Intervista con Marco Perona di Andrea Aguzzi



Parliamo di ‘Oltre’, il primo lavoro discografico di Misticanza. Cos’è Oltre e perché Oltre?

Oltre è un viaggio, un diario, un racconto in brani/capitolo, uno sguardo alle spalle, un nuovo sentiero da esplorare, una necessità.
Ho lavorato quasi unicamente per la danza flamenca ed il teatro ed era da tempo che sentivo l'esigenza di raccogliere ed in qualche modo dare forma alle tante note prodotte durante questi dieci anni di attività professionale e di strutturarle in un dialogo musicale che potesse reggersi autonomamente e vivere di vita propria.
Impulso che ha trovato la giusta e necessaria forza dall'incontro con Francesco De Vita, straordinario chitarrista e compositore e la conseguente nascita del progetto Misticanza.
Un diario, dicevo, che non segue un ordine cronologico e che vede qualche pagina scritta da Francesco e altre a due mani, ma è proprio questo che ricercavo, una sorta di fotografia istantanea che fermasse questo preciso momento tra uno sguardo al vissuto e contemporaneamente il primo passo verso il nuovo sentiero, l'Oltre, per l'appunto.
Dopo aver dedicato così tanto tempo al flamenco era quasi naturale che il 'colore' del disco si muovesse fra profumi e sentori andalusi, ma la tavolozza che abbiamo voluto utilizzare è molto più variopinta, i contorni meno nitidi e il tratto più sfumato.

----

ISTRUZIONI:
(a) Trova nelle voci tutte le righe che contengono la parola "ground" e ricopiale.
(b) Va' avanti con l'intervista sul disco Oltre, partendo dopo l'ultima frase riportata.
L'intervista e le voci non hanno niente a che fare l'una con le altre.

----

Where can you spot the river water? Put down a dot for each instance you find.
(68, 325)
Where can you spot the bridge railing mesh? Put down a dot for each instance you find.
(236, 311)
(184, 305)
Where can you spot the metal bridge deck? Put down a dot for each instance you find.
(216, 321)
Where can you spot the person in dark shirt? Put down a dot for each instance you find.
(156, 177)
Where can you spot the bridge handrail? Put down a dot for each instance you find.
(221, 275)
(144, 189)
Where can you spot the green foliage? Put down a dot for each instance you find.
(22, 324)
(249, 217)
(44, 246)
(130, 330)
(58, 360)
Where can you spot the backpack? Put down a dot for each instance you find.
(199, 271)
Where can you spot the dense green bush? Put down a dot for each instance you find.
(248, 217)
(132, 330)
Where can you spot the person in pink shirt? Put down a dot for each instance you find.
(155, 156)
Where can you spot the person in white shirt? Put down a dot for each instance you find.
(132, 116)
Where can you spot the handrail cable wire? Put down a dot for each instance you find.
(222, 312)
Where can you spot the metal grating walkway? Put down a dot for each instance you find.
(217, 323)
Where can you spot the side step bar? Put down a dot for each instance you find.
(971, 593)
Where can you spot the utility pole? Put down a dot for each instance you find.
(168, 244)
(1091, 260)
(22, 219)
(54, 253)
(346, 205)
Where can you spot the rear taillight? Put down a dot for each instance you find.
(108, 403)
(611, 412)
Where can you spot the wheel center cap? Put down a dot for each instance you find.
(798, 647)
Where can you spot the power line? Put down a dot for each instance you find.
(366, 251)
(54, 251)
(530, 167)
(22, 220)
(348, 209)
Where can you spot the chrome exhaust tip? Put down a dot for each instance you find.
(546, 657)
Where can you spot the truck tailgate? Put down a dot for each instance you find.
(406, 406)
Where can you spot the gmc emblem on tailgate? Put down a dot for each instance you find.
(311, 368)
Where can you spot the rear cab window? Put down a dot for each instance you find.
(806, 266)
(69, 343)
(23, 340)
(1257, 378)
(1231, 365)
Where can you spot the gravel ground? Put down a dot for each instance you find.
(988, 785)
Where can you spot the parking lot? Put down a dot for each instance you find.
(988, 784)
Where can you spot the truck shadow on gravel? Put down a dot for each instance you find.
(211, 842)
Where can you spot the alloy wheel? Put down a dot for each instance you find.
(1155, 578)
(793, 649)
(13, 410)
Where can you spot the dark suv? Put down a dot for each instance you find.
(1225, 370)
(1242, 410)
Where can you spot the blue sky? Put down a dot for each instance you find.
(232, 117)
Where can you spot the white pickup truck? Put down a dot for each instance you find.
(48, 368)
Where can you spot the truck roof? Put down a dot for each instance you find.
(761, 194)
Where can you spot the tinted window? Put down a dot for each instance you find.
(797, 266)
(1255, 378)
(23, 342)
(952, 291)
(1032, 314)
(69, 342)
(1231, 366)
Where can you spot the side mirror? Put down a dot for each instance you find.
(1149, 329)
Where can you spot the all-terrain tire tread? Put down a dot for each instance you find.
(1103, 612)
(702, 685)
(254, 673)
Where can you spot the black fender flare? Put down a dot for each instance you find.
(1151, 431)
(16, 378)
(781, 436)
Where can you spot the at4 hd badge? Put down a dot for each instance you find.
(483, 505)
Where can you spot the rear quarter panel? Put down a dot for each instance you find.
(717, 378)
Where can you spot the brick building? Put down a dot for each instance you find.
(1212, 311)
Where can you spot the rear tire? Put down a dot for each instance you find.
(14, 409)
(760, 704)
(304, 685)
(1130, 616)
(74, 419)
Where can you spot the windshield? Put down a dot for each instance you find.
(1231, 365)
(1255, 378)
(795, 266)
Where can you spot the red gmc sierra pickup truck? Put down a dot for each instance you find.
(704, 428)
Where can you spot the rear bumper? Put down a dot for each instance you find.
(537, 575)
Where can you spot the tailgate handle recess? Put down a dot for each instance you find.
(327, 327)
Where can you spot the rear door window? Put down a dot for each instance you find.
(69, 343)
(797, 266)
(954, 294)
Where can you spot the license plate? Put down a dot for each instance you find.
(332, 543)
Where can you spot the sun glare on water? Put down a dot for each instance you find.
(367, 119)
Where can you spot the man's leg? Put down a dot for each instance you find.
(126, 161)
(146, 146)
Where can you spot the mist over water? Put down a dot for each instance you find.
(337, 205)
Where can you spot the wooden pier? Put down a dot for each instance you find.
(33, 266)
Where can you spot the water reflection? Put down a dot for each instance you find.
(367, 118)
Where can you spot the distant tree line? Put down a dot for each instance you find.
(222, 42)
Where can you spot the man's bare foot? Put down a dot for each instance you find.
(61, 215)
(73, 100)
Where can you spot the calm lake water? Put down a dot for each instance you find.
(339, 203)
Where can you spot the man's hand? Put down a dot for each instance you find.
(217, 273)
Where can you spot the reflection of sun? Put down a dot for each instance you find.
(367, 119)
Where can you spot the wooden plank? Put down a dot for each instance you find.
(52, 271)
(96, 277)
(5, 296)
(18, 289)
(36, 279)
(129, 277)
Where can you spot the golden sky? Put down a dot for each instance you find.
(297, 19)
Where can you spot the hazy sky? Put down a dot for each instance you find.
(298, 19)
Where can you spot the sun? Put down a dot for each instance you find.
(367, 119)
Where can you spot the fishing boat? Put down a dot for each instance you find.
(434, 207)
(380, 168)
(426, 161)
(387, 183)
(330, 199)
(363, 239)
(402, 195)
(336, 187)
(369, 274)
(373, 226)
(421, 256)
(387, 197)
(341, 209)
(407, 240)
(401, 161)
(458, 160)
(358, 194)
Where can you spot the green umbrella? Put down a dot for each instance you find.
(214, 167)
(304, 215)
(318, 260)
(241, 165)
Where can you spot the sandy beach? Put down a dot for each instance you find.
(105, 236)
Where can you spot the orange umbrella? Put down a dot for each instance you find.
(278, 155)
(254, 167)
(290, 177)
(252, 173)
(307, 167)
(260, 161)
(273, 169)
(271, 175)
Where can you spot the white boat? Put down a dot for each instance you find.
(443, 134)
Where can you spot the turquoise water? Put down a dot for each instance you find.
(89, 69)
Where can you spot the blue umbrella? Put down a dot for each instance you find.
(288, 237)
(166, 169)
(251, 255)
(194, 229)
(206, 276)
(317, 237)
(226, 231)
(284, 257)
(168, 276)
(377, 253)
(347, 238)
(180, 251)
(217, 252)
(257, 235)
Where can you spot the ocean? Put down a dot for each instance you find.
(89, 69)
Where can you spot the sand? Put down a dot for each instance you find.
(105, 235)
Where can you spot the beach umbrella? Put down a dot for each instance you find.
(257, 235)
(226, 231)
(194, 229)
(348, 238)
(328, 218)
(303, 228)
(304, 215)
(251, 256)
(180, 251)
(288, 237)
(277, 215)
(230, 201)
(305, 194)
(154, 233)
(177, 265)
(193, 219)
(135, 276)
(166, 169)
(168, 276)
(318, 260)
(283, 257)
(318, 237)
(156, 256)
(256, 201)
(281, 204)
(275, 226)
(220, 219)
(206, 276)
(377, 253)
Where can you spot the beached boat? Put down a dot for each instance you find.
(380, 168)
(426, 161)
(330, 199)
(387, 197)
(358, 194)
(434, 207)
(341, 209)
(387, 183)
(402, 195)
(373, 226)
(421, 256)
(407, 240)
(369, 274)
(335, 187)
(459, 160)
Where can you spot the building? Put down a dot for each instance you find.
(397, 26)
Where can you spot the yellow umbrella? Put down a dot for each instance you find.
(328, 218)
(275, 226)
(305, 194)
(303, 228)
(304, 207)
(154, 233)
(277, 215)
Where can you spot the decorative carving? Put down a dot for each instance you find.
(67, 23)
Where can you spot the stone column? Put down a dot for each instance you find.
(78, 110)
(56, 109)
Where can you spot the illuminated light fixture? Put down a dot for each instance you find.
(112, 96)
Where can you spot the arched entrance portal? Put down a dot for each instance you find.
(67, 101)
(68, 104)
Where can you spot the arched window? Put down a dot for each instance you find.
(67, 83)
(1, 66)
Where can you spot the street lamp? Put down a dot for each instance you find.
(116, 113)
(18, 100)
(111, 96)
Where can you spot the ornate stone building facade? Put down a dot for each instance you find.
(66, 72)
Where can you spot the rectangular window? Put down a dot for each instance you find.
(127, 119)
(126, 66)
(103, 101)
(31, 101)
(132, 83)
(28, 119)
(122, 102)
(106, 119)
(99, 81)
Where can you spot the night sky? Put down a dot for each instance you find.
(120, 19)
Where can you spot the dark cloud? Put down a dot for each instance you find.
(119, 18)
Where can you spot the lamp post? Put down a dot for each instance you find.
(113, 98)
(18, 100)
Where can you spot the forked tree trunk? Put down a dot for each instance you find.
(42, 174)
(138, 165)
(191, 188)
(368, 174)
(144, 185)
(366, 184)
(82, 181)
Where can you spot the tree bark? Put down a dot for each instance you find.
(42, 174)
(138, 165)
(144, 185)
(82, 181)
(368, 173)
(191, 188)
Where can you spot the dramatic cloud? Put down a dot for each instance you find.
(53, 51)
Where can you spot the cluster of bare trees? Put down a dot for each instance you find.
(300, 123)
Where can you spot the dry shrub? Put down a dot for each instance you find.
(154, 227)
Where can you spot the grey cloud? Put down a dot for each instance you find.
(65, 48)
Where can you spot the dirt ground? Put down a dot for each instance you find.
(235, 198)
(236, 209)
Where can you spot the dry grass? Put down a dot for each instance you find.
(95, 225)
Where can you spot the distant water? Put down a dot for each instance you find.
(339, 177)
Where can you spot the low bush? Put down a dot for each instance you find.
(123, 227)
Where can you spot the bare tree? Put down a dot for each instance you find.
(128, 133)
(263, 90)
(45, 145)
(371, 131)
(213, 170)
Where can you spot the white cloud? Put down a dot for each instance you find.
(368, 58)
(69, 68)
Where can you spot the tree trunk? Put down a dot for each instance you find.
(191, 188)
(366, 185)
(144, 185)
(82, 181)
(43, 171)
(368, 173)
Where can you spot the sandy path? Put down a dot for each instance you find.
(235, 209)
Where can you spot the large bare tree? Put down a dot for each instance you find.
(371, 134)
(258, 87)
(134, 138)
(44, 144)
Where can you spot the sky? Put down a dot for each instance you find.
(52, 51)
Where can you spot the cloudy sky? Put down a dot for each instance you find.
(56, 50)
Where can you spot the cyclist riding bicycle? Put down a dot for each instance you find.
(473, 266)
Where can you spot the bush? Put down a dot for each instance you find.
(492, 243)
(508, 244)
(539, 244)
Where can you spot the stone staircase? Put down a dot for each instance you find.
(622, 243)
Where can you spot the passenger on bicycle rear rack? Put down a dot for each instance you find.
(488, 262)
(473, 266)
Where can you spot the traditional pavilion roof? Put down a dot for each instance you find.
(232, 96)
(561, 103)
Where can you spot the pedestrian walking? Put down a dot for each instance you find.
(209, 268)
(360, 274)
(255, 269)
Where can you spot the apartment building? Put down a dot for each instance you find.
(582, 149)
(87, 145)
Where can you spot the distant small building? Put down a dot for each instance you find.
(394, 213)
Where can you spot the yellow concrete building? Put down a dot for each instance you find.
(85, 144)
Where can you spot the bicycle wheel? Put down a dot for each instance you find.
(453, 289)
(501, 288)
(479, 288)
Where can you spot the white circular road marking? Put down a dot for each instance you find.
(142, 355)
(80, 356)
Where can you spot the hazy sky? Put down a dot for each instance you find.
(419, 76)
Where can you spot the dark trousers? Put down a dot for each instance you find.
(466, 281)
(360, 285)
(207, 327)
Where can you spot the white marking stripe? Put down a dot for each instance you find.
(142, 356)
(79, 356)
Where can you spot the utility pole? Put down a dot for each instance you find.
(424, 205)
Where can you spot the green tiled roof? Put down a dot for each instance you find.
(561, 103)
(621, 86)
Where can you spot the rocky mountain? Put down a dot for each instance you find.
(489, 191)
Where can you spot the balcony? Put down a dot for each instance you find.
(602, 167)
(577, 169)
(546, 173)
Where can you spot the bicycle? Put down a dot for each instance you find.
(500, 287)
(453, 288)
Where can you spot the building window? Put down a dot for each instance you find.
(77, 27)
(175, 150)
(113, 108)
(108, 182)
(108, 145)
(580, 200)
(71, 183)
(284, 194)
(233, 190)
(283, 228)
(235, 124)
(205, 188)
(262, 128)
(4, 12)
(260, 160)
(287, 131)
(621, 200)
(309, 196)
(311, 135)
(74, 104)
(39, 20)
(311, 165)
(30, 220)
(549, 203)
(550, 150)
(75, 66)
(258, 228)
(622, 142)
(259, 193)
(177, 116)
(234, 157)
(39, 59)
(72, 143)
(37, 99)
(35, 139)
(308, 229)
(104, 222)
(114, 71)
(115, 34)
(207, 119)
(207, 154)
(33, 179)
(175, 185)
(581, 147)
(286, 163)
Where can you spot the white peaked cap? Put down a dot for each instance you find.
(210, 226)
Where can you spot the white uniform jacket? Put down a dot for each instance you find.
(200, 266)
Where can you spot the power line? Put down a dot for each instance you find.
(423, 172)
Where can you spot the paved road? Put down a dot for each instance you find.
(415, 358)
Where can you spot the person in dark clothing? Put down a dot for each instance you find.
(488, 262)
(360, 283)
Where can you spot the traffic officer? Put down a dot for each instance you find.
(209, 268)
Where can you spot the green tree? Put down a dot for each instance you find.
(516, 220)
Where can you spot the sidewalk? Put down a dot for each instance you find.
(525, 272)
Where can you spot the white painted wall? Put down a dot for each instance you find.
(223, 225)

----

RISULTATI FINALI:
(a)
Where can you spot the gravel ground? Put down a dot for each instance you find.
Where can you spot the dirt ground? Put down a dot for each instance you find.

(b)
Le musiche sono permeate da uno spunto, principalmente ritmico, flamenco, ma la linea compositiva risente delle personali esperienze musicali: dal rock progressive all'acustica, dalla bossa nova alla classica, dalla tradizione del sud Italia al folk mediterraneo, una Misticanza che rende davvero unico questo progetto.
Le chitarre lavorano a canoni, contrappunti, si inseguono e dialogano in un continuo intreccio sonoro alternandosi nel 'portare' la linea melodica principale, una fusione totale scevra da presupposti tipici del mercato discografico e calcoli matematici a tavolino, libera espressione 'Oltre' le definizioni di genere, con l'unico obiettivo di regalarci e regalare emozioni.
La scelta di accordare con un La di riferimento a 432Hz è anch'essa un tentativo, che ci auguriamo riuscito, di ottenere un impasto più gradevole all'ascolto e che meglio si sposa con le atmosfere delle nostre composizioni.
Dieci brani che raccontano il passato, il presente e anticipano il futuro di Misticanza, nella convinzione, sempre più solida, di dedicarci a suonare ciò che ci coinvolge, che ci piace e ci appaga quando mettiamo le dita sui manici e le corde delle nostre chitarre.

Quando hai iniziato a suonare la chitarra e perché? Che studi hai fatto e qual è il tuo background musicale? Con che chitarre suoni e con quali hai suonato?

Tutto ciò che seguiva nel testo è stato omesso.